Task: Please reproduce the lines below, replacing every "integer pixels" with "whole-number pixel coordinates" and keeping everything else the same.

(Point annotation records)
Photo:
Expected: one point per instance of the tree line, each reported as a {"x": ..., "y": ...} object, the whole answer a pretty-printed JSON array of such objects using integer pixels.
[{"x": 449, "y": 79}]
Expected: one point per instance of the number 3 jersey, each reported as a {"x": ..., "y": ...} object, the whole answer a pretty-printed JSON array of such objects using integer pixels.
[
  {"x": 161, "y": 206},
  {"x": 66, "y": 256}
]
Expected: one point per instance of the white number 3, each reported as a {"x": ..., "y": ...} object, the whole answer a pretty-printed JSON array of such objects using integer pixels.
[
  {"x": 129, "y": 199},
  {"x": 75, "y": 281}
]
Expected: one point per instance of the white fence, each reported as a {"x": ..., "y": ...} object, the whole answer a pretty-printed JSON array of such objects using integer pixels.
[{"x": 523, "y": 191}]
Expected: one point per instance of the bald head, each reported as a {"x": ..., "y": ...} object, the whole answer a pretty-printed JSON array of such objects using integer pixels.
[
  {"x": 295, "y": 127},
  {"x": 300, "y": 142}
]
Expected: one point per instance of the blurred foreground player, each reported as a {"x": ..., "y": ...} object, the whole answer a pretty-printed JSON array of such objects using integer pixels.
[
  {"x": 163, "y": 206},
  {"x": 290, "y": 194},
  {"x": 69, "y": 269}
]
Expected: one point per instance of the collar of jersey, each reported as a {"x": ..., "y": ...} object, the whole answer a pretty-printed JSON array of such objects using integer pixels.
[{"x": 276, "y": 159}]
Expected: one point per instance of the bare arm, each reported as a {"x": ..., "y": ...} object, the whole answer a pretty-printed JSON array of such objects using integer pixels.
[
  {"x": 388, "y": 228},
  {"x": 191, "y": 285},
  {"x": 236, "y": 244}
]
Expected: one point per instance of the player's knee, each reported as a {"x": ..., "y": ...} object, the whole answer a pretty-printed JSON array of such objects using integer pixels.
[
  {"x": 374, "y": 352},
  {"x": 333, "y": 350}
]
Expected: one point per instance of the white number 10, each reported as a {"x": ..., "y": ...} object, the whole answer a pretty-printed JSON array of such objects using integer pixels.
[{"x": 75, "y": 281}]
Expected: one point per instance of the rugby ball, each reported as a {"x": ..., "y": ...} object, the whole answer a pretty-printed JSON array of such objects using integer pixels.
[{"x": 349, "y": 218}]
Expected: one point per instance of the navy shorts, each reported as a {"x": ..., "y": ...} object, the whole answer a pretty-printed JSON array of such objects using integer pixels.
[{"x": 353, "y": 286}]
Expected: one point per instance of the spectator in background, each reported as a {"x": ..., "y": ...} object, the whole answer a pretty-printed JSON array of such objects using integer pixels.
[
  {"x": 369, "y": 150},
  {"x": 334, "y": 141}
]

Response to the exercise:
Photo:
Expected: one point per instance of the tree line, each reported as a {"x": ..., "y": ...} object, the whole answer a pretty-printed JSON array of such objects using whole-number pixel coordinates.
[{"x": 449, "y": 79}]
Expected: one point per instance of the number 3 jersey, each reported as a {"x": ..., "y": ...} object, the whole answer a pretty-printed JSON array of such objects using whole-number pixel coordinates.
[
  {"x": 161, "y": 206},
  {"x": 66, "y": 256}
]
Expected: one point per instance of the white number 3, each reported as a {"x": ..., "y": ...} object, the whole answer a pretty-printed JSON array of such objects using whole-number pixel coordinates.
[
  {"x": 129, "y": 199},
  {"x": 75, "y": 281}
]
Expected: one point per instance of the white fence, each reported as a {"x": ..., "y": ...} object, the whole answer a pretty-printed JSON array of such objects using whole-number pixel coordinates.
[{"x": 523, "y": 191}]
Expected: one point per instance of the bald head, each reported as a {"x": ..., "y": ...} object, the whole answer a pretty-printed JSON array of such objects using whole-number pixel coordinates.
[
  {"x": 295, "y": 127},
  {"x": 300, "y": 142}
]
Expected: one point per instance of the blurred foreground player, each reported as a {"x": ..., "y": ...} object, the whole answer a pretty-printed JSON array of such objects using whole-number pixel coordinates.
[
  {"x": 163, "y": 206},
  {"x": 290, "y": 194},
  {"x": 69, "y": 269}
]
Expected: one point per instance of the collar of jersey, each reported as a {"x": ..., "y": ...} object, the whole answer a pretty-printed JSON array of such objects using whole-number pixel coordinates.
[{"x": 276, "y": 159}]
Expected: one point per instance of the bare arm, each reported as a {"x": ..., "y": ...} object, the whole answer a pretty-printed JSON array of such objects using whole-number pixel coordinates.
[
  {"x": 388, "y": 228},
  {"x": 191, "y": 285},
  {"x": 236, "y": 244}
]
Expected: one point per instance of the player's knee, each reported as a {"x": ..., "y": ...} object, the whole answer a pretty-printed JSON array of such objects using whole-number pixel coordinates.
[
  {"x": 374, "y": 352},
  {"x": 333, "y": 350}
]
Expected: one point per instance of the white number 10, each reported as a {"x": ..., "y": ...} object, the whole answer a pretty-printed JSON array of such objects using whole-number pixel coordinates.
[{"x": 75, "y": 281}]
Expected: one point per instance of the rugby ball, each reported as a {"x": ..., "y": ...} object, the whole answer a pretty-printed JSON array of such objects using whole-number pixel coordinates.
[{"x": 349, "y": 218}]
Expected: one point per instance of the navy shorts, each reported as a {"x": ..., "y": ...} object, the whole answer a pretty-printed JSON array of such objects using whole-number pixel coordinates.
[{"x": 353, "y": 286}]
Expected: one point per instance of the spectator in background, each reported as a {"x": ..., "y": ...} object, the whole answer a pretty-printed JSON array of such objects using whole-number pixel coordinates.
[
  {"x": 369, "y": 150},
  {"x": 334, "y": 141}
]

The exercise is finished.